>> Begin
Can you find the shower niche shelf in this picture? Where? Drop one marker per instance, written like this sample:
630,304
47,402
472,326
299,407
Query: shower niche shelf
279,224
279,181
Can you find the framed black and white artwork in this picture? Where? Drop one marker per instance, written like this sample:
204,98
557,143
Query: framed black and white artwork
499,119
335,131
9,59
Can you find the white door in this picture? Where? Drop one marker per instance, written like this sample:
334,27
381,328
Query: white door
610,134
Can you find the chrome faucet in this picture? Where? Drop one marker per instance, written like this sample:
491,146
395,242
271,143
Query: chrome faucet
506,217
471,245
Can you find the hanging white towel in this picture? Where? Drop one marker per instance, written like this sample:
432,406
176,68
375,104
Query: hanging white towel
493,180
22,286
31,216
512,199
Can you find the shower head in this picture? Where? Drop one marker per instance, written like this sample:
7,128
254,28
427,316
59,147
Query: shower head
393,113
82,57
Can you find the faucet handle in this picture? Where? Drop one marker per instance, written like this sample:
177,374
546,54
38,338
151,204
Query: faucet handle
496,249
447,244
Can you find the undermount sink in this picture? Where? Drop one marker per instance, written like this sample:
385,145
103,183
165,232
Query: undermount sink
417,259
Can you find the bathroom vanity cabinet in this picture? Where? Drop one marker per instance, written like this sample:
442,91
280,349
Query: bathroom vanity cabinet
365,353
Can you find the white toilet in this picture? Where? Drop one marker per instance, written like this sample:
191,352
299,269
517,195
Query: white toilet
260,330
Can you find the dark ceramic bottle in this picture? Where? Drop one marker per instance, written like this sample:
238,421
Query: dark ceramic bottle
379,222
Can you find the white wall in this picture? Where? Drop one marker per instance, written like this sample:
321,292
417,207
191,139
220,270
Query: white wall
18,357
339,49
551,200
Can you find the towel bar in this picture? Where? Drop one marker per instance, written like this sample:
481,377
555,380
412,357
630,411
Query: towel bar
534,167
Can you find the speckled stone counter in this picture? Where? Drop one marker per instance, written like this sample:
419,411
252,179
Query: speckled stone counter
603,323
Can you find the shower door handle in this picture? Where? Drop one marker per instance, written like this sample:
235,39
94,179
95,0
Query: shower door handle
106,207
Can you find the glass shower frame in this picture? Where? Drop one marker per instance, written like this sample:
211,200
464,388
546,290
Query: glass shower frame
>> End
◆ WHAT NEEDS TO BE DONE
Retype every one of the records above, with no changes at all.

◆ THE COMPLETED TASK
Can you find the shower niche shelf in this picture? Where? Drop one marker per instance, written like this sample:
630,304
47,402
472,326
299,407
Query: shower niche shelf
279,224
279,181
Can you find the framed black and white artwork in this picture? Where? Drop one marker per instance, written like this sample:
204,98
557,143
Query: framed black and white artwork
499,119
335,131
9,59
Can you find the white door in this picture? Where? Drop one marker per instance, written like this sample:
334,27
381,328
Query: white door
610,134
Can you find the chrome faucet in this picture? Where? Drop one marker per instance, written like this sample:
491,146
395,242
271,143
Query: chrome faucet
506,217
471,245
Can you find the hanging white towel in this picture? Where? Drop one marker per instance, written like this sample:
432,406
176,68
375,104
Query: hanging white towel
493,180
22,286
31,216
512,199
Can you find the shower head in this picture? Where? Drop one marker per instance, written like this sample:
7,128
254,28
427,316
59,147
Query: shower head
393,113
82,57
Can you find the faucet handle in this picture? Where? Drop one marker per instance, written like this sample:
177,374
546,54
38,338
151,204
Query: faucet handle
496,249
447,244
Can you find the undermount sink in this picture? Where? Drop one marker per instance, written like this sample:
385,145
103,183
165,232
Query: undermount sink
417,259
Can you find the bathroom vanity cabinet in this picture? Where? Drop one marker per instance, written like this sample:
442,91
280,349
Query: bathroom vanity cabinet
365,353
Can you find the white toilet in this picture? Where? Drop one marker per instance, written like this sample:
191,352
299,269
517,195
Query: white toilet
260,330
Can you find the dark ceramic bottle in this picture? Where? Drop one marker per instance, written like this sample:
238,421
Query: dark ceramic bottle
379,222
Can you find the white wall in this picture? Where? Drop one marker per instance, written like this sample:
321,292
417,207
191,139
220,270
Query: white wall
18,357
339,49
551,200
Can you find the towel bar in this picture? Where? Drop one marker per instance, written like this sample:
481,377
555,380
412,357
630,411
Query: towel bar
534,167
Can you find the speckled stone counter in this picture? Where? Drop one marker per instance, written like this sample:
419,411
252,179
Query: speckled stone counter
603,323
Can you find the shower door handle in this picture? Where? Drop one marker per instance, written like this sample:
235,39
94,179
95,0
Query: shower door handle
106,207
Can you find the glass shower frame in this picture? Where? Drop one marker per instance, written like this sample:
211,200
464,388
546,290
Query: glass shower frame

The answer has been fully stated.